> [What you will do]:
Find the number of lines below in which the word "glass" occurs. Write only that number.

> [Data for this task]:

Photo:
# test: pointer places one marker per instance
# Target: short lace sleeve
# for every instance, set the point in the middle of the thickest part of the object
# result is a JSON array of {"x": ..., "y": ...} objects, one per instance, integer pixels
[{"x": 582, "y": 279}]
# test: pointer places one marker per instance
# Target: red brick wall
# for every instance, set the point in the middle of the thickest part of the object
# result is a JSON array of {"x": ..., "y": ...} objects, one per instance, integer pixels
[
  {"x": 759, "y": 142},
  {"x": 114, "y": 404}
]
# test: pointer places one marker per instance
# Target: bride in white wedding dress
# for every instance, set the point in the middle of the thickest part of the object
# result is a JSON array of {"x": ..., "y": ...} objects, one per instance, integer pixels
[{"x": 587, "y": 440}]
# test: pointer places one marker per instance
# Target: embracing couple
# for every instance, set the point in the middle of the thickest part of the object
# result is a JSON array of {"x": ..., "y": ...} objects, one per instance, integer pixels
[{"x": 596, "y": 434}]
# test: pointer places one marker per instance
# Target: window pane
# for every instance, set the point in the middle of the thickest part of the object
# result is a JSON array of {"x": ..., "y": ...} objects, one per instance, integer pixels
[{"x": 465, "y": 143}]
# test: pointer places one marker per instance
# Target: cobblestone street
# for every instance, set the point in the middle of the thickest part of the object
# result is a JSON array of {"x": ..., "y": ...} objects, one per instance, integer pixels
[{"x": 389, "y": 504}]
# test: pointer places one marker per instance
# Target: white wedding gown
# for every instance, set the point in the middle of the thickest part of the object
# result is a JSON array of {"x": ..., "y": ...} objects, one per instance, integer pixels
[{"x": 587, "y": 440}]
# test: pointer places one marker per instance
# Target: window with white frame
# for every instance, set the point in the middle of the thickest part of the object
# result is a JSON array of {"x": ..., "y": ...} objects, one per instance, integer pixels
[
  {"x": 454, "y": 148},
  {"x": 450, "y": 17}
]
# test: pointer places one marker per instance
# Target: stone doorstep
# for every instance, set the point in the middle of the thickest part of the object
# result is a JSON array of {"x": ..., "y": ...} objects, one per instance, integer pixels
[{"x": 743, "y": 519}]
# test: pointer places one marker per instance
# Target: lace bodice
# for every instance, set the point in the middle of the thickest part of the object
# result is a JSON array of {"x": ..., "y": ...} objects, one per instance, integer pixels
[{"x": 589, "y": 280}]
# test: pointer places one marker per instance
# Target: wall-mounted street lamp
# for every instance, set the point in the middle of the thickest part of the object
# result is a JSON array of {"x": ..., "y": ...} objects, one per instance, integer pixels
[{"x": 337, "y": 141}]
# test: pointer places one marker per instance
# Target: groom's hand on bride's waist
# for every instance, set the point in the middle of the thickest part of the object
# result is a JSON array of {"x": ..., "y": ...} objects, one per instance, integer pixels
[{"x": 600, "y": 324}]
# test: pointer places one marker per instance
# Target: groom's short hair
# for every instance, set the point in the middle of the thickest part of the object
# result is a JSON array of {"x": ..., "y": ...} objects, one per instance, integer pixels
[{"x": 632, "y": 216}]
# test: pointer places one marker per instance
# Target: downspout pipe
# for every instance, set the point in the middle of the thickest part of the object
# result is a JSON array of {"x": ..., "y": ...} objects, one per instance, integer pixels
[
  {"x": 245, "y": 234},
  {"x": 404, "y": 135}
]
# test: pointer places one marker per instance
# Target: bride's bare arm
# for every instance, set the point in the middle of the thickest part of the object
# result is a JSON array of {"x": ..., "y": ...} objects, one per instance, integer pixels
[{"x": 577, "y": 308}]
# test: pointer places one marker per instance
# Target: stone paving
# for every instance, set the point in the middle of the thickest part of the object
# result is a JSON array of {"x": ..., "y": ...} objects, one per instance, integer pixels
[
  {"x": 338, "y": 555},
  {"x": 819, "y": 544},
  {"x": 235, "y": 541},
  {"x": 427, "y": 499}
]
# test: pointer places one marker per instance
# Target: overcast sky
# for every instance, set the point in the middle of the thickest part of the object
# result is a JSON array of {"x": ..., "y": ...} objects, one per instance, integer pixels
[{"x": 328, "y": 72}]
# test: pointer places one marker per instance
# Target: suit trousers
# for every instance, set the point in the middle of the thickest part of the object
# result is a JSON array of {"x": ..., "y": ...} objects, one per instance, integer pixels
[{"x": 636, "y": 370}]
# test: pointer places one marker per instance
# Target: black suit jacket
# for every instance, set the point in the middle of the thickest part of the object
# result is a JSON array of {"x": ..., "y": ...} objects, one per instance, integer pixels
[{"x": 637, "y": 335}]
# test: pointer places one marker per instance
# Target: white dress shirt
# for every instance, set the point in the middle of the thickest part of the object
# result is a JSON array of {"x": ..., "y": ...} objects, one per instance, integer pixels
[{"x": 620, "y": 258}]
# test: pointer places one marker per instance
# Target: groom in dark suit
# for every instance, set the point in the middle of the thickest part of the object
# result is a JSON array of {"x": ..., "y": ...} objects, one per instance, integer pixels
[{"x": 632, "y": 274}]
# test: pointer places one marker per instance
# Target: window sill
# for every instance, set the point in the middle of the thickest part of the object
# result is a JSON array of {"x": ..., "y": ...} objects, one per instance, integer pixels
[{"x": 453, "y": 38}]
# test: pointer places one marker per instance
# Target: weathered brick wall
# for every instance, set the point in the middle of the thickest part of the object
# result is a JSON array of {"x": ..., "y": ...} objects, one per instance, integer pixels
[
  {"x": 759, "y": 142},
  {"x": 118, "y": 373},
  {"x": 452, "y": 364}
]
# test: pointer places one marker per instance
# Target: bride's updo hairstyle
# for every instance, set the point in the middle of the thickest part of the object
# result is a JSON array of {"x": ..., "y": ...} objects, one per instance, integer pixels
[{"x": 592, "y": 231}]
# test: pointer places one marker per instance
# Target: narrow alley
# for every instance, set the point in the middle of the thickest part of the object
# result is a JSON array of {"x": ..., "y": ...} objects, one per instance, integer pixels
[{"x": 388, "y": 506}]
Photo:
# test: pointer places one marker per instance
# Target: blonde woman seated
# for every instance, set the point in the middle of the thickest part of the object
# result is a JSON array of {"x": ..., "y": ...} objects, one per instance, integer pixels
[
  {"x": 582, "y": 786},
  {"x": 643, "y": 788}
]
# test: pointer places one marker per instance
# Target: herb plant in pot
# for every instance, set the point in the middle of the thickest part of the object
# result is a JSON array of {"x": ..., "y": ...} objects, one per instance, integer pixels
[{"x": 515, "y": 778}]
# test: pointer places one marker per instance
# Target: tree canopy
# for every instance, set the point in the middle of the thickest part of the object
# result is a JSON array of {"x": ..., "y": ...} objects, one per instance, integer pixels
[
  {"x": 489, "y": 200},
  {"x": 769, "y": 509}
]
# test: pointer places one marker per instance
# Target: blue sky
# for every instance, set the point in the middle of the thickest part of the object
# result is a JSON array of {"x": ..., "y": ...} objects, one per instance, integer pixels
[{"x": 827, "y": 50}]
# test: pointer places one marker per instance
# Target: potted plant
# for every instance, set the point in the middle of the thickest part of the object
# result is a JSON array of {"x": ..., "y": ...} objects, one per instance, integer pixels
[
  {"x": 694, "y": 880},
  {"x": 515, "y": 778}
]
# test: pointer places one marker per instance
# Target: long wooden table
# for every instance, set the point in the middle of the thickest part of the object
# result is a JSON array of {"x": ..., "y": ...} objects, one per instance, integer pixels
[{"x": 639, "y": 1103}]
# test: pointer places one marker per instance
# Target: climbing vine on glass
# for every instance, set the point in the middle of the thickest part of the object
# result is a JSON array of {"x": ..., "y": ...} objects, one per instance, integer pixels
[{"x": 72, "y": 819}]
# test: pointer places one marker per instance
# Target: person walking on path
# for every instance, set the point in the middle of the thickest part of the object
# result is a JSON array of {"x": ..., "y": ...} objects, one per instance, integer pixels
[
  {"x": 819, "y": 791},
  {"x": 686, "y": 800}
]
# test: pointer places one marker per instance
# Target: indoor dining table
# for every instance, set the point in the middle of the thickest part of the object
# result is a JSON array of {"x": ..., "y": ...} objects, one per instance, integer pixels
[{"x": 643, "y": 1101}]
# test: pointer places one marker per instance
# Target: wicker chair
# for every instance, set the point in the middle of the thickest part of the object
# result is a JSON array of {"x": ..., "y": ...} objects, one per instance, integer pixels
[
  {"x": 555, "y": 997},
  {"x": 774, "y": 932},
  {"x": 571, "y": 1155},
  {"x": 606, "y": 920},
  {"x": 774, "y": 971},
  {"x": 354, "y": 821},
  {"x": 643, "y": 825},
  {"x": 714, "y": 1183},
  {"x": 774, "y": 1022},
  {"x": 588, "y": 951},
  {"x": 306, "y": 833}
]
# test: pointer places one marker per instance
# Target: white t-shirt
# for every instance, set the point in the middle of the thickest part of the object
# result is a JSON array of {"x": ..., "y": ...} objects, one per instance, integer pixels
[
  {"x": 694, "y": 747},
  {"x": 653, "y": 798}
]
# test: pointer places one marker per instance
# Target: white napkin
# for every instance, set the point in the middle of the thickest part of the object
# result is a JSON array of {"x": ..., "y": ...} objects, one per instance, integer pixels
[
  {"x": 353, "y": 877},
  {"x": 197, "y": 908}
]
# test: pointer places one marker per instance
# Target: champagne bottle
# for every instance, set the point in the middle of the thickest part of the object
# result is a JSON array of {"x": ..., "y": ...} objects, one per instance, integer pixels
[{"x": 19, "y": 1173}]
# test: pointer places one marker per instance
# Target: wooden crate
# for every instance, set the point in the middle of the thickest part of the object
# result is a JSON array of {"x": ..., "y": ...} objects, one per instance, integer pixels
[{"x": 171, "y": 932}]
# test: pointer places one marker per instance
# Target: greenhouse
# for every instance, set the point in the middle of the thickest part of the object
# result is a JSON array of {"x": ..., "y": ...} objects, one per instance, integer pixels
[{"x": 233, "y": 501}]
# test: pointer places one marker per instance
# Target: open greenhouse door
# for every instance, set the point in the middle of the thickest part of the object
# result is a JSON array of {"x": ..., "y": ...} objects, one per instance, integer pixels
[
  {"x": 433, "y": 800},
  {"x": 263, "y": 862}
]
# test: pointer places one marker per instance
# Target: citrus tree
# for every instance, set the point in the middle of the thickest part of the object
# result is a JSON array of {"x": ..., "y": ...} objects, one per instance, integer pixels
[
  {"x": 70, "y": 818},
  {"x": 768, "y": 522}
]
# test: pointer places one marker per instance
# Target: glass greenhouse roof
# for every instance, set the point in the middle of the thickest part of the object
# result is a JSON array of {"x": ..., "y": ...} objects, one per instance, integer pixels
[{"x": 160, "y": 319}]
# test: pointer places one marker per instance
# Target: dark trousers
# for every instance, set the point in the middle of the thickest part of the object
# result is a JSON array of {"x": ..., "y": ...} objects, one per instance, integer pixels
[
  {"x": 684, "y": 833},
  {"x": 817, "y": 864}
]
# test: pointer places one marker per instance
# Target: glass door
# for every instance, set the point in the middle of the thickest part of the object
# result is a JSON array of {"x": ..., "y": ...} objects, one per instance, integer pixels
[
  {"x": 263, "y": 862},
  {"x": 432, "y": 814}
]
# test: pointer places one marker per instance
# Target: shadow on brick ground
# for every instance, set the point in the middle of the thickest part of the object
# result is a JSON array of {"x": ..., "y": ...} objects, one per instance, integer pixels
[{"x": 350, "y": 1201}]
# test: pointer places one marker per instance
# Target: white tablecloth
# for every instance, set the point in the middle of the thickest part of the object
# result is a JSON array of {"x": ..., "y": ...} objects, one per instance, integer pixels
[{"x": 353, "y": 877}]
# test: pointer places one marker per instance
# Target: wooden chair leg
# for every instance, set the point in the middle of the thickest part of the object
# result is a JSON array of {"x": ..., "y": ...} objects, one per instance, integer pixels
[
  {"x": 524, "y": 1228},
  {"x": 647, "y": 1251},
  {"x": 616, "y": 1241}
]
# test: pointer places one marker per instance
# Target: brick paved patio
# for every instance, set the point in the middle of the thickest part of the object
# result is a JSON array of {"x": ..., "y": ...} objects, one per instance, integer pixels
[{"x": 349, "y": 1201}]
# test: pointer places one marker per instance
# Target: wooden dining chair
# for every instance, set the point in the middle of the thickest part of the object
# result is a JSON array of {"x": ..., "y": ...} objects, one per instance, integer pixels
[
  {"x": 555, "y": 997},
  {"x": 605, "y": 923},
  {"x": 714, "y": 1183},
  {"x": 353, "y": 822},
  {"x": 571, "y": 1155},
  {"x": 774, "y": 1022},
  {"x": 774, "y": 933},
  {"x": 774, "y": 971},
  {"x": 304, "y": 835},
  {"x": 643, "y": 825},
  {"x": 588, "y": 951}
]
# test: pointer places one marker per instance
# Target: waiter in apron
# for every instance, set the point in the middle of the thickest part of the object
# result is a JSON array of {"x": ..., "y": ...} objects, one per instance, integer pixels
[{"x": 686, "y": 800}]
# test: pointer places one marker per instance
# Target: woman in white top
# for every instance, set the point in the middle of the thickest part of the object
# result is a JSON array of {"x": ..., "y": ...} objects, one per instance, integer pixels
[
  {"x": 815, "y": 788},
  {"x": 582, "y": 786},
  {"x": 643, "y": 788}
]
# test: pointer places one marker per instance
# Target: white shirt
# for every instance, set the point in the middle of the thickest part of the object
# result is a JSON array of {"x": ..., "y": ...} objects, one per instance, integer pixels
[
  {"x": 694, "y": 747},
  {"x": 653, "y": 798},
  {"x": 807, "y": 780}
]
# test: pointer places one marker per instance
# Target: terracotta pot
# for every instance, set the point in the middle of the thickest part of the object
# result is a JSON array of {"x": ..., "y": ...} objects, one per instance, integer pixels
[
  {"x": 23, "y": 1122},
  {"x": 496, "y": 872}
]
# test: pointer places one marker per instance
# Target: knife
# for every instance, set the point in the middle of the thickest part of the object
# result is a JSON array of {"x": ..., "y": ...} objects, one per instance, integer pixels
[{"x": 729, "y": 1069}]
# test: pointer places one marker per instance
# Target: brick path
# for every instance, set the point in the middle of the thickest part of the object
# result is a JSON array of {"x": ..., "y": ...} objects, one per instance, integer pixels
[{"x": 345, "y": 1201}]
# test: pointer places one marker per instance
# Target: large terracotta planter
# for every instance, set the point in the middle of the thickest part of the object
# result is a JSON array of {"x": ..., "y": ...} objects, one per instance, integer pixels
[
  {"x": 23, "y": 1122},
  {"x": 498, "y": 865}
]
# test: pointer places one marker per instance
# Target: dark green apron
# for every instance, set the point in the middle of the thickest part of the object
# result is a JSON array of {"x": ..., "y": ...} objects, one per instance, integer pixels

> [Result]:
3